*Exercise instructions*
Below is a listing; give only the number of its lines that contain the word "instance".

:: Dataset excerpts

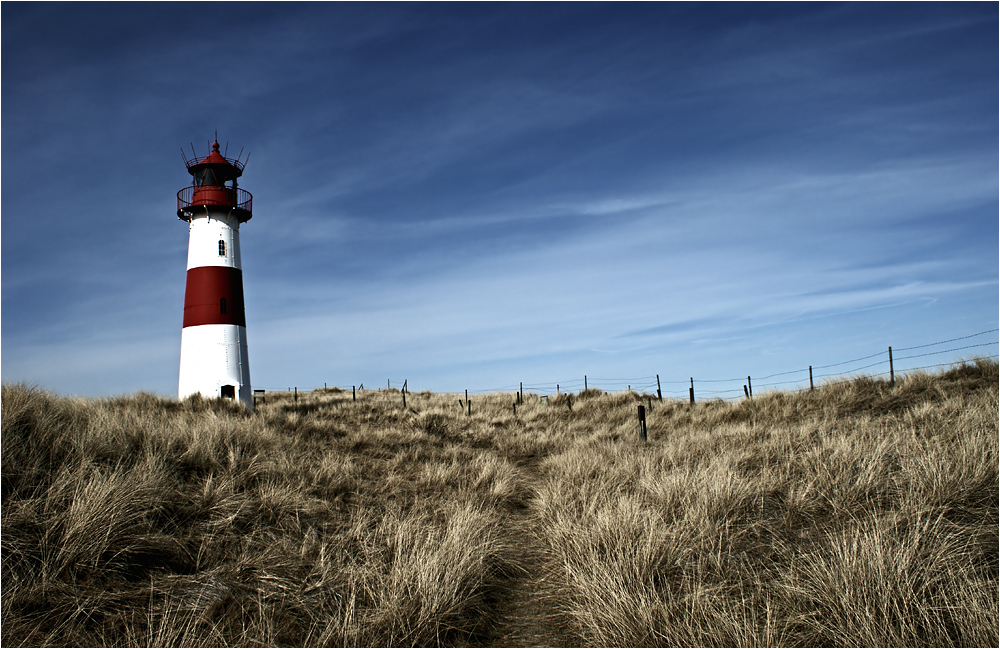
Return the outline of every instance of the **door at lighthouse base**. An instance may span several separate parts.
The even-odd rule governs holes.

::::
:: Dataset excerpts

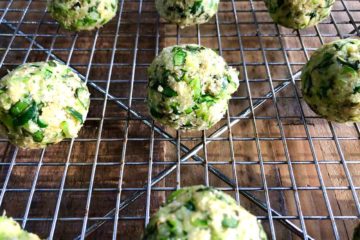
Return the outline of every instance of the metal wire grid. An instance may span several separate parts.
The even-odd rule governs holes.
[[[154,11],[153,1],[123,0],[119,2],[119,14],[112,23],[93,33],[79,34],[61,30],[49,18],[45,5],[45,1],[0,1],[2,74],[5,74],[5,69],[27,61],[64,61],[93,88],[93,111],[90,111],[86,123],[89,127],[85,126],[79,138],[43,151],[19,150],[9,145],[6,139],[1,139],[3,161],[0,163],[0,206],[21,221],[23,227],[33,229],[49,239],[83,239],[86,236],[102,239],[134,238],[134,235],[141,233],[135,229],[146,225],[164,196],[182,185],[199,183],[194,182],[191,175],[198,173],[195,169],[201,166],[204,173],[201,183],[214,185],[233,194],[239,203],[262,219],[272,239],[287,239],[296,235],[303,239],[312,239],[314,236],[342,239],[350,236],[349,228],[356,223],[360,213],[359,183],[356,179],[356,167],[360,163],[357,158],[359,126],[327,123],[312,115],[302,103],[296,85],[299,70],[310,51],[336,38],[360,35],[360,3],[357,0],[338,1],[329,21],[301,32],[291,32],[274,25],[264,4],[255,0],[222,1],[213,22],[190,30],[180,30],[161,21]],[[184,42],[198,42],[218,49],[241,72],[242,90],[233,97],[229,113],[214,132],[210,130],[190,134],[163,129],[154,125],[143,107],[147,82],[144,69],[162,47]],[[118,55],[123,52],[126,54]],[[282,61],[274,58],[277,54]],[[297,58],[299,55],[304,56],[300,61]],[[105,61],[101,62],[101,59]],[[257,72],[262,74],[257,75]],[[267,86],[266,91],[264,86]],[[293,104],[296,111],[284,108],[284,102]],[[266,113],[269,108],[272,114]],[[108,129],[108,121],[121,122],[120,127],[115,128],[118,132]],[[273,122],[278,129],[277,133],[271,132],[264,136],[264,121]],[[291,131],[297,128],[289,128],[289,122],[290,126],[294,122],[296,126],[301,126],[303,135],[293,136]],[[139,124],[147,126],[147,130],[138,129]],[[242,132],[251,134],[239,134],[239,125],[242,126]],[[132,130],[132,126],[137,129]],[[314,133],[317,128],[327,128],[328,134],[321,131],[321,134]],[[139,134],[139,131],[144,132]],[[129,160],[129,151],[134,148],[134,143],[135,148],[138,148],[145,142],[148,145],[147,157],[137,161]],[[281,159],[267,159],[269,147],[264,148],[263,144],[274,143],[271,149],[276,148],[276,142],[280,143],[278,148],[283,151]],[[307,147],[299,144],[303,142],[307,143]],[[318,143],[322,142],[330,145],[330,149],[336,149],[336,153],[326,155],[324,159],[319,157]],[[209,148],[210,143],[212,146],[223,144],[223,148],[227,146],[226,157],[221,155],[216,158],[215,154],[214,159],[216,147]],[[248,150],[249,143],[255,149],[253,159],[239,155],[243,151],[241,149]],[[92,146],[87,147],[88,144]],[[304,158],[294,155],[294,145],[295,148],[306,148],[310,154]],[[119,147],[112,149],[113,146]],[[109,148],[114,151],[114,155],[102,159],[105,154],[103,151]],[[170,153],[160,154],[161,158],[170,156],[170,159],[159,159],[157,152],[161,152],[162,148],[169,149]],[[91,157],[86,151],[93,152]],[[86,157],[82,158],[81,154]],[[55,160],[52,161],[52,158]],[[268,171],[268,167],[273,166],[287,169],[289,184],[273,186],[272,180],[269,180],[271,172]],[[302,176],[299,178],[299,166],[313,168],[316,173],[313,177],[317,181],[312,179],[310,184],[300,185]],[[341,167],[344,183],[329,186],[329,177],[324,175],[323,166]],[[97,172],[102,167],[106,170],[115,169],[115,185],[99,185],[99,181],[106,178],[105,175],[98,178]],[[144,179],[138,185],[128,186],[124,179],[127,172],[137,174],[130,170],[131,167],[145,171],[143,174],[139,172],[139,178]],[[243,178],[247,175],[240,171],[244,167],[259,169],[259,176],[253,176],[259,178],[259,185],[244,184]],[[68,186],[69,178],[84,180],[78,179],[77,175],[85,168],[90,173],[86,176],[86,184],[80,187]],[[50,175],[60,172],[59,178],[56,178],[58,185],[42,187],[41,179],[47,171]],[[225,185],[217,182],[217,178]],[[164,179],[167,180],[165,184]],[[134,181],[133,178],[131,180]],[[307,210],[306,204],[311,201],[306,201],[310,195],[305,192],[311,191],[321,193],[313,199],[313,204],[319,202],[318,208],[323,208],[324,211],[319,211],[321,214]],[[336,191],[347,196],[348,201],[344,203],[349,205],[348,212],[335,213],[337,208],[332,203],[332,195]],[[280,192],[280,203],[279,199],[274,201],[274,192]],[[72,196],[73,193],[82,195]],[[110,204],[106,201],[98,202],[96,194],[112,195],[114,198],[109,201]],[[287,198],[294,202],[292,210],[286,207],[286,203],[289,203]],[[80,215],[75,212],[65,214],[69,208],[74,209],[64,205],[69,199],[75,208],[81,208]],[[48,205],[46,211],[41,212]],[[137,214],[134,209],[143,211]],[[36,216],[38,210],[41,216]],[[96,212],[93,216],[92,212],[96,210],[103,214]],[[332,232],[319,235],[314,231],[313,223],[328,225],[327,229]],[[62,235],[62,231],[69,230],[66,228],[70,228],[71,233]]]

::::

*Exercise solution*
2